▼▼▼

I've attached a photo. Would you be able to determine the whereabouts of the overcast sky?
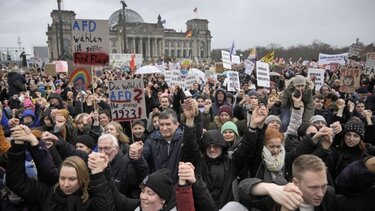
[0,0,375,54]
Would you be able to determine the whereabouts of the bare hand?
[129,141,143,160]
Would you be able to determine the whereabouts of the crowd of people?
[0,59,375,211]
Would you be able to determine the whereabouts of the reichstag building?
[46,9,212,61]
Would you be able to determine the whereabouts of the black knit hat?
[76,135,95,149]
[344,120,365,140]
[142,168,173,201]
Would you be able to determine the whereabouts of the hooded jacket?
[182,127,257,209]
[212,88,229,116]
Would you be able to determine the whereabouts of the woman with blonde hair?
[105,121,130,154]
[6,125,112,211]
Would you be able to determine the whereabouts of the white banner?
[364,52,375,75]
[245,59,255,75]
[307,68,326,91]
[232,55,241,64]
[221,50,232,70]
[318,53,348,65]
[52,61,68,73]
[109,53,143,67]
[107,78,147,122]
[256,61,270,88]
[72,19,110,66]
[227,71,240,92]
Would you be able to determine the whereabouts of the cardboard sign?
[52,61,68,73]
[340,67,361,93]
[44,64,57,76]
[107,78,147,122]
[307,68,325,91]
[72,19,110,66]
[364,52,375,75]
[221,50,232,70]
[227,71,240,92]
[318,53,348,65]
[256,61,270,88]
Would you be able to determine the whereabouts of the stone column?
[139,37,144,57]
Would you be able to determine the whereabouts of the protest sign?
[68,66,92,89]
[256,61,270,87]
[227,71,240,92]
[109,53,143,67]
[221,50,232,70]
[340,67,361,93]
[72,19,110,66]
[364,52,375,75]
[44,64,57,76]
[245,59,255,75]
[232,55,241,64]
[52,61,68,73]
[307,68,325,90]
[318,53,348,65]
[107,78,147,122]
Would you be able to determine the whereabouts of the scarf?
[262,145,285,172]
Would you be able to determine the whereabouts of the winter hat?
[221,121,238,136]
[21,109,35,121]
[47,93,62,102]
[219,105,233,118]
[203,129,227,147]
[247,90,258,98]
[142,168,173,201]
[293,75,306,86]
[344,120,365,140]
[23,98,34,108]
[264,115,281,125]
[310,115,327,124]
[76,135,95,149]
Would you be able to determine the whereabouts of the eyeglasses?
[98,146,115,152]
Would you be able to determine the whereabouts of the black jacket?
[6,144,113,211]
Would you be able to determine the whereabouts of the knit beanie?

▲▲▲
▼▼▼

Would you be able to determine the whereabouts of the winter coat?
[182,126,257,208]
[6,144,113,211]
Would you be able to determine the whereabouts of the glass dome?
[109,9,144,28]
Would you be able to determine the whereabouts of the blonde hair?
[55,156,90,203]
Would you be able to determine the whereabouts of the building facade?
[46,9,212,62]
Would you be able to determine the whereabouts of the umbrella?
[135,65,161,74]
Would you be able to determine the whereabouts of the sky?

▲▲▲

■ **Task requirements**
Could you reproduce the data word for word, from the line with "I've attached a" up to and including the line with "[0,59,375,211]", and leave the pictures out?

■ **Reply to the exercise**
I've attached a photo. Would you be able to determine the whereabouts of the overcast sky?
[0,0,375,54]
Would you be able to determine the whereabouts of the bare hand?
[129,141,143,160]
Would you be able to determine the whereabouts of the crowd of people?
[0,59,375,211]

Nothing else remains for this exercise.